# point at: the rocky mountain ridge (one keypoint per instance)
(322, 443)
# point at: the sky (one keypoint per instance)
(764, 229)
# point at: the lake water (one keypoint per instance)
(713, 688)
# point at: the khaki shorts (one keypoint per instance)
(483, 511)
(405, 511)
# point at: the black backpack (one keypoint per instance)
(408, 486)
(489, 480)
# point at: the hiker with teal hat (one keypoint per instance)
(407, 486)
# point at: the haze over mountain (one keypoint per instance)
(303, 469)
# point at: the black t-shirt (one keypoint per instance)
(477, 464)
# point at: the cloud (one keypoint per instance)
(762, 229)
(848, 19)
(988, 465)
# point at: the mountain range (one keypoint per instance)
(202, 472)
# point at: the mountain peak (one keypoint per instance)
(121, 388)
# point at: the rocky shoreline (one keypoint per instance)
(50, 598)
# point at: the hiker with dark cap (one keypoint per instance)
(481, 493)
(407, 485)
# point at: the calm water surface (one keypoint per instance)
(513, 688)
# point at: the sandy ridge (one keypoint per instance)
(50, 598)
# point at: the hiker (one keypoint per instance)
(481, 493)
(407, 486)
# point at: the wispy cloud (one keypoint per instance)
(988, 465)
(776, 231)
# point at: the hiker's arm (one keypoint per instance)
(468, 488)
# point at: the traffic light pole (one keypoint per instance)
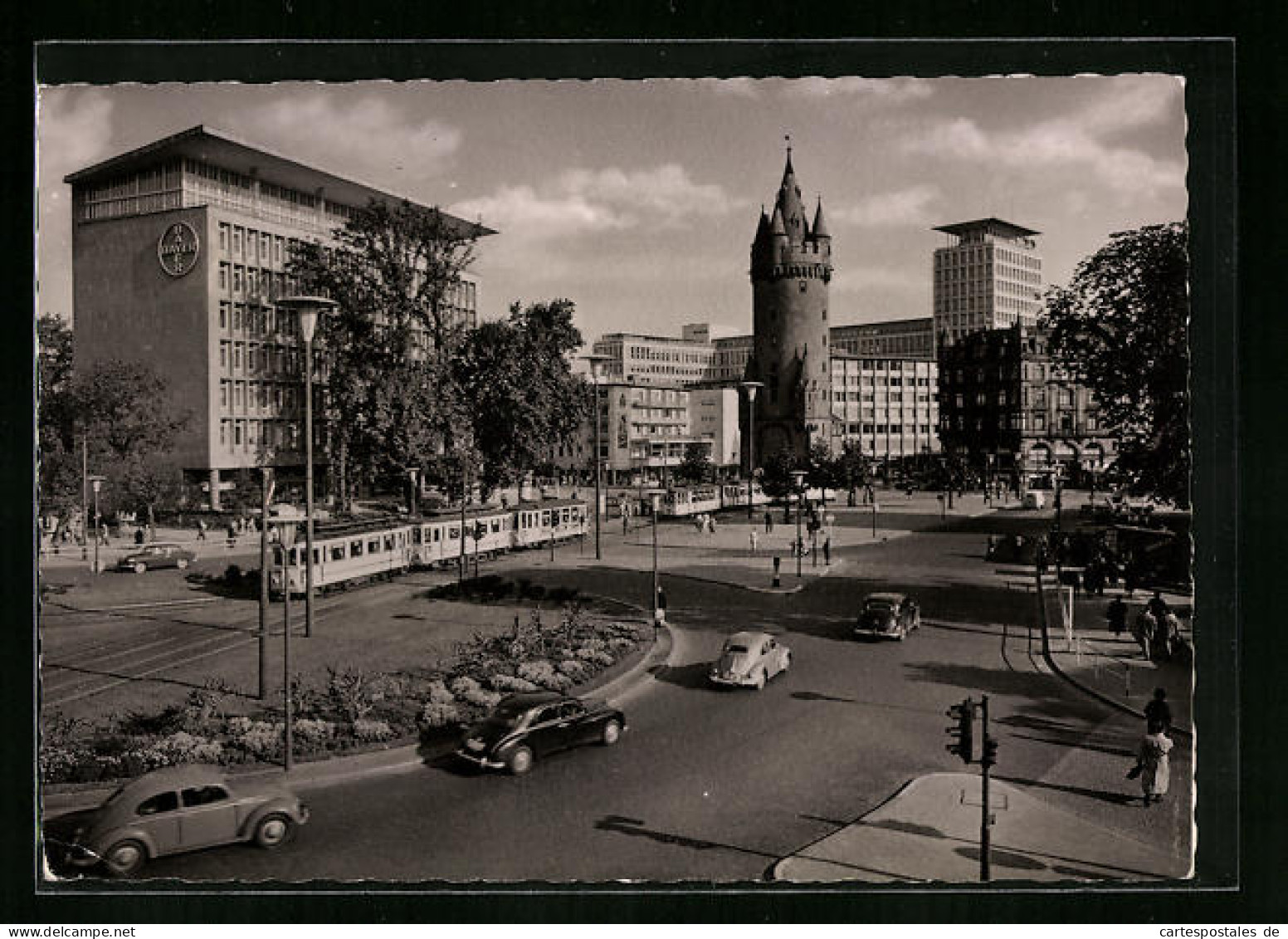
(986, 814)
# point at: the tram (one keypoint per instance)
(362, 551)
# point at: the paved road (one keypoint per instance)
(719, 785)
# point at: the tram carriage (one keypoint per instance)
(382, 548)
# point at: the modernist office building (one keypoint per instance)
(179, 250)
(987, 277)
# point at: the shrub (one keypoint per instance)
(440, 714)
(574, 670)
(313, 731)
(371, 731)
(509, 683)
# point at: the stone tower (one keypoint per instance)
(791, 267)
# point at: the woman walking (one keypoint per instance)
(1153, 765)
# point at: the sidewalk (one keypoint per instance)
(929, 831)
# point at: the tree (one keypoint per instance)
(1121, 327)
(853, 467)
(524, 399)
(695, 467)
(777, 473)
(392, 399)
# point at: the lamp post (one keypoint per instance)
(799, 479)
(751, 388)
(658, 609)
(286, 530)
(95, 482)
(597, 362)
(413, 478)
(310, 308)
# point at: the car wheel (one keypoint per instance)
(125, 858)
(273, 829)
(520, 761)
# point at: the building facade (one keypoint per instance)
(889, 406)
(791, 270)
(179, 252)
(987, 277)
(1005, 402)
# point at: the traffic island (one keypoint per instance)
(929, 833)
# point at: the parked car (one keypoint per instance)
(179, 809)
(525, 726)
(750, 660)
(888, 616)
(155, 555)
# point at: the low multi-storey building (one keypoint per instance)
(1005, 402)
(179, 252)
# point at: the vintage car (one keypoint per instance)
(524, 726)
(178, 809)
(156, 554)
(888, 616)
(750, 660)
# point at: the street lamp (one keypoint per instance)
(658, 609)
(799, 479)
(751, 388)
(413, 478)
(95, 482)
(308, 308)
(597, 362)
(286, 531)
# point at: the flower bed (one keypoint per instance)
(350, 710)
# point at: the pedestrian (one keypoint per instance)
(1144, 631)
(1153, 766)
(1115, 614)
(1159, 714)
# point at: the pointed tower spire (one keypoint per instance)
(819, 224)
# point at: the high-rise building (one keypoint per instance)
(987, 277)
(791, 268)
(179, 252)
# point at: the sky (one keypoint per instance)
(638, 200)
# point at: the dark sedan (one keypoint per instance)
(525, 726)
(156, 554)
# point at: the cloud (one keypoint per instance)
(72, 134)
(368, 137)
(879, 90)
(592, 201)
(1081, 140)
(910, 207)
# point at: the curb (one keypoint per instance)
(1086, 689)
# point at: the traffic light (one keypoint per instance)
(963, 731)
(989, 756)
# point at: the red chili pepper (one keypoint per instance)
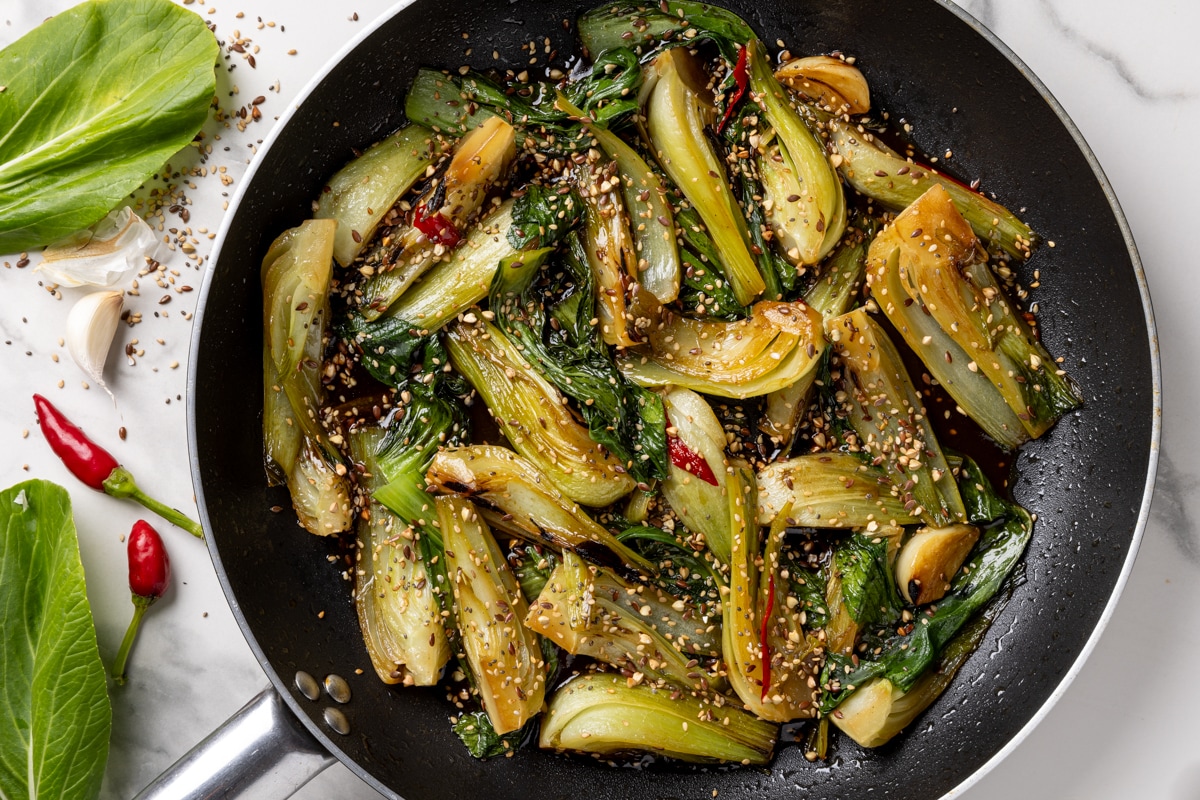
(97, 468)
(149, 578)
(763, 647)
(742, 78)
(688, 459)
(436, 227)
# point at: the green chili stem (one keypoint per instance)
(120, 485)
(123, 655)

====

| Requirements |
Leave out all images, then reproduce the entries above exactly.

| Final answer |
# point at: the rocky mountain ridge (one keypoint per instance)
(322, 443)
# point at: the sky (one keypoint per instance)
(764, 229)
# point at: the lake water (one keypoint per instance)
(713, 688)
# point at: the khaki shorts (one keypoint per instance)
(483, 511)
(405, 511)
# point at: the black backpack (one keypoint per instance)
(408, 486)
(489, 480)
# point at: the hiker with teal hat (one keypoint per instance)
(407, 486)
# point at: the haze over mountain (one keypoint per instance)
(303, 469)
# point at: the black t-shirt (one keypoint per instance)
(477, 464)
# point at: the cloud (one keypoint per instance)
(762, 229)
(848, 19)
(988, 465)
# point at: the mountain range (one keypoint per instance)
(202, 472)
# point at: the mountain peak (one keypoint per instance)
(121, 388)
# point at: the rocky shoreline (one keypoint per instance)
(50, 598)
# point at: the hiker with dark cap (one keypoint per instance)
(481, 493)
(407, 485)
# point at: the calm water surface (one keypoint per instance)
(513, 688)
# point at: the sandy ridge (one keypoint per instance)
(50, 598)
# point at: the hiker (one keypoint per instance)
(481, 493)
(407, 486)
# point at: the wispy cloud (one keypoint per instance)
(988, 465)
(776, 231)
# point at: the hiker's arm (one keypoint per instance)
(468, 488)
# point at: the traffic light pole (one keypoint per instance)
(986, 814)
# point at: the tram (one keypoint per instance)
(362, 551)
# point at: the paved road (one keypoint per instance)
(719, 785)
# point at: the tram carriage (one keypoint per instance)
(382, 548)
# point at: the modernist office building (one keypoint per instance)
(179, 250)
(987, 277)
# point at: the shrub (one keypoint per instance)
(440, 714)
(574, 670)
(313, 731)
(371, 731)
(509, 683)
# point at: the stone tower (one keypoint per instance)
(791, 267)
# point at: the woman walking (one keypoint per instance)
(1153, 765)
# point at: the sidewalk (one keypoint per instance)
(929, 831)
# point at: the tree (one keypoint per instance)
(1121, 327)
(853, 467)
(524, 399)
(695, 467)
(777, 473)
(392, 399)
# point at: the lamp post (one keypoint per instance)
(799, 479)
(751, 388)
(658, 609)
(286, 530)
(95, 482)
(597, 362)
(413, 478)
(310, 308)
# point at: the car wheel (one keypoint per instance)
(125, 858)
(273, 829)
(520, 761)
# point at: the building facade (one keypoint per instance)
(889, 406)
(791, 270)
(179, 252)
(987, 277)
(1005, 402)
# point at: the traffic island (one keypoint per instance)
(929, 833)
# point at: the parked car (one keypoint per instance)
(179, 809)
(525, 726)
(750, 660)
(888, 616)
(155, 555)
# point at: the low multi-storey building (one keypoint per instance)
(1005, 402)
(179, 252)
# point at: the vintage car (one keypoint per instance)
(524, 726)
(178, 809)
(156, 554)
(888, 616)
(750, 660)
# point at: the street lamp (one keypoint per instance)
(658, 609)
(799, 479)
(751, 388)
(413, 478)
(95, 482)
(308, 308)
(597, 362)
(286, 531)
# point at: the flower bed (one keypoint per instance)
(350, 710)
# point at: the pedestrian (one keypoint per instance)
(1144, 631)
(1153, 766)
(1115, 614)
(1159, 714)
# point at: the pointed tower spire (one keypoint per instance)
(819, 224)
# point at: the high-rise building (one keypoint per instance)
(987, 277)
(791, 268)
(179, 252)
# point at: the sky (one keypoint per instance)
(638, 200)
# point at: the dark sedan (one keypoint per instance)
(525, 726)
(156, 554)
# point at: the cloud (one keypoint per instance)
(72, 134)
(368, 137)
(879, 90)
(592, 201)
(1081, 140)
(910, 207)
# point at: the curb (one keypoint per instance)
(1086, 689)
# point at: the traffic light (one keypoint per instance)
(963, 731)
(989, 756)
# point at: the red chili pepper (one keypoint per instance)
(97, 468)
(149, 578)
(763, 647)
(742, 78)
(688, 459)
(436, 227)
# point at: the green chili stem (one keypoint per instance)
(120, 485)
(123, 655)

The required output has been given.